▸ **PROBLEM STATEMENT**: Identify and copy every line of the material below that contains the string "phrase".

** START **

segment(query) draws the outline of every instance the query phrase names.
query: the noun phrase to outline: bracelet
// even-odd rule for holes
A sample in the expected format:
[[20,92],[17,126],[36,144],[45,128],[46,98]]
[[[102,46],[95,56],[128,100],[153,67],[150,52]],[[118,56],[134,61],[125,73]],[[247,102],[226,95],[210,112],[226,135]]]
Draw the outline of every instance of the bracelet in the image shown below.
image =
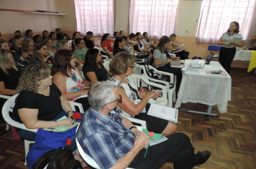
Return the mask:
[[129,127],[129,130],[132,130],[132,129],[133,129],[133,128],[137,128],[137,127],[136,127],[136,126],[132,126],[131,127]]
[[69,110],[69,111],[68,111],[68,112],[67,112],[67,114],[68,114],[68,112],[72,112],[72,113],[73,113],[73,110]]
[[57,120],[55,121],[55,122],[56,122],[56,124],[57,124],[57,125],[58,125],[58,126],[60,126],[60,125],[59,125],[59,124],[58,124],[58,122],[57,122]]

** END **
** START **

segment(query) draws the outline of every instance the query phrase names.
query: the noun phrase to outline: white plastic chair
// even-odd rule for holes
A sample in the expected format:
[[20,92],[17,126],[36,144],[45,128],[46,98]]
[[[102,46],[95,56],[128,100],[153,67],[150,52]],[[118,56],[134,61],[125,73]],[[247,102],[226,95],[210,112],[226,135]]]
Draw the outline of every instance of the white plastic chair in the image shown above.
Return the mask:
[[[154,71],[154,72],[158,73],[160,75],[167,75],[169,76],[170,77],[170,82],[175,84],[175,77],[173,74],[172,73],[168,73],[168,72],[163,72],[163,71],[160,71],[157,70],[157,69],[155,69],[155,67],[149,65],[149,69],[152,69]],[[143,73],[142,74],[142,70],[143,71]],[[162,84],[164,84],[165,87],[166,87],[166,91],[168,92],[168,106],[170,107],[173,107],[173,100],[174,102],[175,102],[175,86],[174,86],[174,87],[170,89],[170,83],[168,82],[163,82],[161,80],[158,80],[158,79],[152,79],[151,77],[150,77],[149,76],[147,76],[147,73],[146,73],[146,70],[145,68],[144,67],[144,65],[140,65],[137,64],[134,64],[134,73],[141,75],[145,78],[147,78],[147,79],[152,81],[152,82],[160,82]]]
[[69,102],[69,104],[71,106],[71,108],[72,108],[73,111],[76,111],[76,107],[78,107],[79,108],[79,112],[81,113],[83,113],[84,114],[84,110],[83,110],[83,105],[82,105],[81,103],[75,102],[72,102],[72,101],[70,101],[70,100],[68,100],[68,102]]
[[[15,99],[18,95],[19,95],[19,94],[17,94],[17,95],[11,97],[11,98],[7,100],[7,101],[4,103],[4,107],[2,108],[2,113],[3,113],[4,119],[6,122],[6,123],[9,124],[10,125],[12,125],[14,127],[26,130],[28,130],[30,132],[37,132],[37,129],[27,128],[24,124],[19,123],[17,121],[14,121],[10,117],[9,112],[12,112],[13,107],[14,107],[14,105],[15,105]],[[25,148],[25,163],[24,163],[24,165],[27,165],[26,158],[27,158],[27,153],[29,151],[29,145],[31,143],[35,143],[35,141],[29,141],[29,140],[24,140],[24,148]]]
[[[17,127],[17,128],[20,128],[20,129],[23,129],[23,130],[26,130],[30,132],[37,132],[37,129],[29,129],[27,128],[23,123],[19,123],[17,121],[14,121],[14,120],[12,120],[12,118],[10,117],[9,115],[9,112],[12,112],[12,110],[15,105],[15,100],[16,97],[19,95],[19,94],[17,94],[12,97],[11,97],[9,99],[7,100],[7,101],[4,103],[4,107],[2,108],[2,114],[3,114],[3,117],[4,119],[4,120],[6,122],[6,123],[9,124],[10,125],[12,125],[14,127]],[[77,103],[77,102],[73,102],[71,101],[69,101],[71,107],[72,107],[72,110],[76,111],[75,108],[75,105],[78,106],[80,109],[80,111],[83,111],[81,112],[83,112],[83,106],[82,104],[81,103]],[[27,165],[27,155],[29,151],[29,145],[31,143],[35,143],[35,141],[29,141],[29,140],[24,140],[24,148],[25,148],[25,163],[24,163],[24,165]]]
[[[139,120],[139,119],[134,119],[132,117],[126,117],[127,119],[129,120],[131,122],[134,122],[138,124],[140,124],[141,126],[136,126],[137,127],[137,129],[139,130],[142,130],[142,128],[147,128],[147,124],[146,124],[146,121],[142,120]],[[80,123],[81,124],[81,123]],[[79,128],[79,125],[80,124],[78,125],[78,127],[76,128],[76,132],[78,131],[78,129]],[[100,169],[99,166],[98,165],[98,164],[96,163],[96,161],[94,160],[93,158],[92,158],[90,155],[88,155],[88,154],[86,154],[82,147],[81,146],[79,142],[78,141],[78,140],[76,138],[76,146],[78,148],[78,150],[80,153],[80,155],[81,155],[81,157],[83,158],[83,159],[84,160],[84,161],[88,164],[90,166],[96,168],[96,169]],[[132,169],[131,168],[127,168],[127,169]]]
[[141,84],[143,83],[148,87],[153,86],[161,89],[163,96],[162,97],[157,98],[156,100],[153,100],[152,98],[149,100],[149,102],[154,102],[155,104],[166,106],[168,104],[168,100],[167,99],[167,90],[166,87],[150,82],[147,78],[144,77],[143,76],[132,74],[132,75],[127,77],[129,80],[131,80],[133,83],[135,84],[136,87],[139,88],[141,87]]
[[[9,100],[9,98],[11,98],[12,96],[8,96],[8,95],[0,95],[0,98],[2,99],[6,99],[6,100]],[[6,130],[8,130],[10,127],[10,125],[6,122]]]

** END **

▸ **THE RESPONSE**:
segment(query) draws the outline of every instance the query phrase names.
query: the noun phrase to outline: bracelet
segment(query) draws the outline of every instance the query phrase names.
query: the noun phrase to outline: white plastic chair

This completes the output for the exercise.